Labeled area outline entries
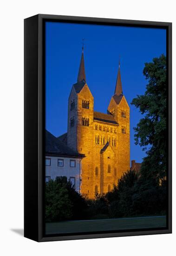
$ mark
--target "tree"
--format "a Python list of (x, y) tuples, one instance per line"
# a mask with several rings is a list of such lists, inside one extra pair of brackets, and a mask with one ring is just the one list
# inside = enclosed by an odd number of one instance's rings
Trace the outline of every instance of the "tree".
[(68, 190), (57, 180), (51, 180), (46, 185), (45, 216), (46, 222), (65, 220), (72, 216), (72, 204)]
[(144, 95), (137, 95), (131, 104), (144, 117), (134, 128), (135, 143), (146, 150), (141, 167), (142, 177), (158, 184), (166, 176), (167, 163), (166, 58), (162, 54), (146, 63), (143, 70), (148, 80)]
[(133, 197), (137, 193), (136, 184), (137, 174), (134, 171), (124, 173), (118, 180), (118, 184), (107, 194), (110, 202), (110, 216), (111, 217), (125, 217), (135, 214), (133, 207)]
[(46, 186), (46, 221), (84, 218), (85, 199), (75, 191), (66, 177), (51, 180)]

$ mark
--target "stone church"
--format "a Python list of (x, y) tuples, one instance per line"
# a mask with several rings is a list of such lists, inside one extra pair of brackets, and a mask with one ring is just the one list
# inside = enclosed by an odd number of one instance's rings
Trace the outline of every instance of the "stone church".
[(93, 198), (96, 193), (111, 191), (130, 169), (130, 108), (123, 93), (119, 63), (107, 114), (94, 111), (82, 50), (77, 82), (68, 99), (67, 133), (59, 138), (85, 155), (81, 162), (80, 192)]

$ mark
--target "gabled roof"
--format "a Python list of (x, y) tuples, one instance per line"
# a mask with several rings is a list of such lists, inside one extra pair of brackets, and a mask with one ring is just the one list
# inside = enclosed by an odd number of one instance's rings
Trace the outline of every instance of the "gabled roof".
[(78, 82), (76, 83), (76, 84), (73, 84), (74, 88), (77, 94), (80, 93), (85, 84), (85, 81), (84, 80), (82, 80), (80, 82)]
[(118, 124), (114, 119), (114, 117), (111, 114), (104, 114), (97, 111), (94, 112), (93, 119), (94, 120), (102, 121), (114, 124)]
[(114, 94), (117, 95), (119, 95), (122, 94), (123, 94), (122, 86), (122, 82), (121, 82), (121, 76), (120, 74), (120, 62), (119, 62), (118, 74), (117, 74), (117, 78), (116, 88), (115, 89)]
[(78, 82), (81, 82), (84, 80), (85, 81), (85, 61), (84, 60), (84, 51), (83, 47), (82, 48), (82, 52), (81, 54), (81, 61), (80, 62), (80, 66), (79, 68), (79, 72), (78, 73)]
[(58, 137), (58, 139), (66, 145), (67, 144), (67, 133), (64, 133), (62, 135), (59, 136)]
[(113, 96), (112, 98), (114, 99), (114, 101), (116, 101), (116, 103), (117, 104), (119, 104), (120, 102), (120, 101), (122, 100), (122, 98), (124, 97), (124, 95), (123, 94), (121, 94), (120, 95), (117, 95), (116, 94), (115, 94)]
[(100, 153), (103, 153), (105, 151), (105, 150), (107, 148), (108, 148), (108, 146), (109, 145), (109, 143), (108, 141), (106, 144), (104, 146), (104, 147), (102, 148), (100, 150)]
[(69, 155), (77, 157), (84, 157), (85, 155), (79, 154), (69, 148), (52, 134), (46, 130), (46, 153), (58, 155), (63, 155), (64, 156)]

* **WHAT YOU NEED TO DO**
Extract every line of the entries above word for word, leaving out the pictures.

* **FINAL ANSWER**
$ mark
--target "tree"
--format "a Python list of (x, y) tuples, one instance per line"
# a mask with several rings is a list of such lists, inside one extra pair of brackets, and a mask with one ring is just the one list
# inside = enclosed by an odd number of one instance's rings
Trace the outline of every instance of the "tree".
[(68, 190), (57, 180), (51, 180), (46, 185), (45, 216), (46, 222), (65, 220), (72, 216), (72, 204)]
[(144, 95), (137, 95), (131, 104), (144, 117), (134, 128), (135, 143), (146, 150), (141, 167), (142, 177), (158, 184), (166, 176), (167, 163), (166, 58), (162, 54), (146, 63), (143, 70), (148, 80)]
[(133, 197), (137, 193), (136, 184), (137, 174), (134, 171), (124, 173), (118, 180), (118, 184), (107, 194), (110, 202), (110, 216), (111, 217), (125, 217), (135, 214), (133, 207)]
[(46, 186), (46, 221), (84, 218), (85, 199), (75, 191), (66, 177), (51, 180)]

$ mark
--target "stone church"
--format "a Python list of (x, y) tuples, one instance per line"
# a mask with several rings is a list of such lists, inside one extra pair of brackets, and a mask with one ring is just the one list
# inside = enclosed by an odd number of one instance's rings
Trace the outline of every instance of the "stone church".
[(93, 198), (96, 193), (111, 191), (130, 169), (130, 108), (123, 93), (119, 63), (107, 114), (94, 111), (82, 50), (77, 82), (68, 99), (67, 133), (59, 138), (85, 155), (81, 162), (80, 192)]

$ mark
--target "gabled roof"
--format "a Python list of (x, y) tuples, one instance per line"
# a mask with several rings is a list of such lists, inside one extra pair of brackets, and a mask with one ring is just the one list
# inside = enclosed by an odd number of one instance's rings
Trace the outline of every instance of the "gabled roof".
[(78, 82), (76, 83), (76, 84), (73, 84), (74, 88), (77, 94), (80, 93), (85, 84), (85, 81), (84, 80), (82, 80), (80, 82)]
[(118, 124), (114, 119), (114, 117), (111, 114), (104, 114), (97, 111), (94, 112), (93, 119), (94, 120), (102, 121), (114, 124)]
[(114, 94), (117, 95), (119, 95), (122, 94), (123, 94), (122, 86), (122, 82), (121, 82), (121, 76), (120, 74), (120, 62), (119, 62), (118, 74), (117, 74), (117, 78), (116, 88), (115, 89)]
[(78, 82), (81, 82), (84, 80), (85, 81), (85, 61), (84, 60), (84, 51), (83, 47), (82, 48), (82, 52), (81, 54), (81, 61), (80, 62), (80, 66), (79, 68), (79, 72), (78, 73)]
[(58, 137), (58, 139), (66, 145), (67, 144), (67, 133), (64, 133), (62, 135), (59, 136)]
[(113, 96), (112, 98), (114, 99), (114, 101), (116, 101), (116, 103), (117, 104), (119, 104), (120, 102), (120, 101), (122, 100), (122, 98), (124, 97), (124, 95), (123, 94), (121, 94), (120, 95), (117, 95), (116, 94), (115, 94)]
[(100, 153), (103, 153), (105, 151), (105, 150), (107, 148), (108, 148), (108, 146), (109, 145), (109, 143), (108, 141), (106, 144), (104, 146), (104, 147), (102, 148), (100, 150)]
[(69, 155), (77, 157), (84, 157), (85, 155), (79, 154), (69, 148), (52, 134), (46, 130), (46, 153), (58, 155), (63, 155), (64, 156)]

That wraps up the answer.